● Records for this task:
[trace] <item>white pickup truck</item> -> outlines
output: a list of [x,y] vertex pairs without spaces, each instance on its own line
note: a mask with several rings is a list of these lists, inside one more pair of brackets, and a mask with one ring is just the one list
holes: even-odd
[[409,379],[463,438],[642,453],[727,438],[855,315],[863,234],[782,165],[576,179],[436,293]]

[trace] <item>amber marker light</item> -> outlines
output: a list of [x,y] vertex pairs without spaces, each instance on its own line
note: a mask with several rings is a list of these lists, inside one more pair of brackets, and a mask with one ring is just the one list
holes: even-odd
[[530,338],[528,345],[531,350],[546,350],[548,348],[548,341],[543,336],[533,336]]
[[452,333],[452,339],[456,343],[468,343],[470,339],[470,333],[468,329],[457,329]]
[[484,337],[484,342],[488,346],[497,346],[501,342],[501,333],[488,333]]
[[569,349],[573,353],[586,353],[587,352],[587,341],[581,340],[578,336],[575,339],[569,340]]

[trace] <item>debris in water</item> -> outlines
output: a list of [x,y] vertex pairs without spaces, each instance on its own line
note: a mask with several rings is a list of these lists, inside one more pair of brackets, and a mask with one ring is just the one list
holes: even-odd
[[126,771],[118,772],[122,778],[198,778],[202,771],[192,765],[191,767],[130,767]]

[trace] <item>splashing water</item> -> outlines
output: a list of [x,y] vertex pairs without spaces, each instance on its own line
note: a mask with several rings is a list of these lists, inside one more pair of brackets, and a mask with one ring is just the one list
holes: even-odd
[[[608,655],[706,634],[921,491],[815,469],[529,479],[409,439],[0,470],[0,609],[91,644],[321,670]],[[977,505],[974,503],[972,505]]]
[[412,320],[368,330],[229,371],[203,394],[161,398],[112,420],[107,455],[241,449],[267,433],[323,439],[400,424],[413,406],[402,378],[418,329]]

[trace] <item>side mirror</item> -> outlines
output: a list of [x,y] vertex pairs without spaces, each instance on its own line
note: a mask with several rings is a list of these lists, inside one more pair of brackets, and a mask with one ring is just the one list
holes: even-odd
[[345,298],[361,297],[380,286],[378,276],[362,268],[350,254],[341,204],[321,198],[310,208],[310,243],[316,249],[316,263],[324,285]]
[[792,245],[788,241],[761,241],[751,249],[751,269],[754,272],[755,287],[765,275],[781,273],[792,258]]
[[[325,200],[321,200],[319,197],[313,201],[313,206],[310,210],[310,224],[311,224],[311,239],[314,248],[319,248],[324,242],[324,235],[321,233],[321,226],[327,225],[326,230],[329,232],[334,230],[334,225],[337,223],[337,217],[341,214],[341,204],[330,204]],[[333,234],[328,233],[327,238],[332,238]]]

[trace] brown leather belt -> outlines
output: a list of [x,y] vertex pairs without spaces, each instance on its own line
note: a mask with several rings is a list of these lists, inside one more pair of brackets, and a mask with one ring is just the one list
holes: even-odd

● Work to complete: Wherever the string "water" appears in the data above, report the whole line.

● Exercise answer:
[trace] <item>debris in water</item> -> outlines
[trace] <item>splashing water</item> -> outlines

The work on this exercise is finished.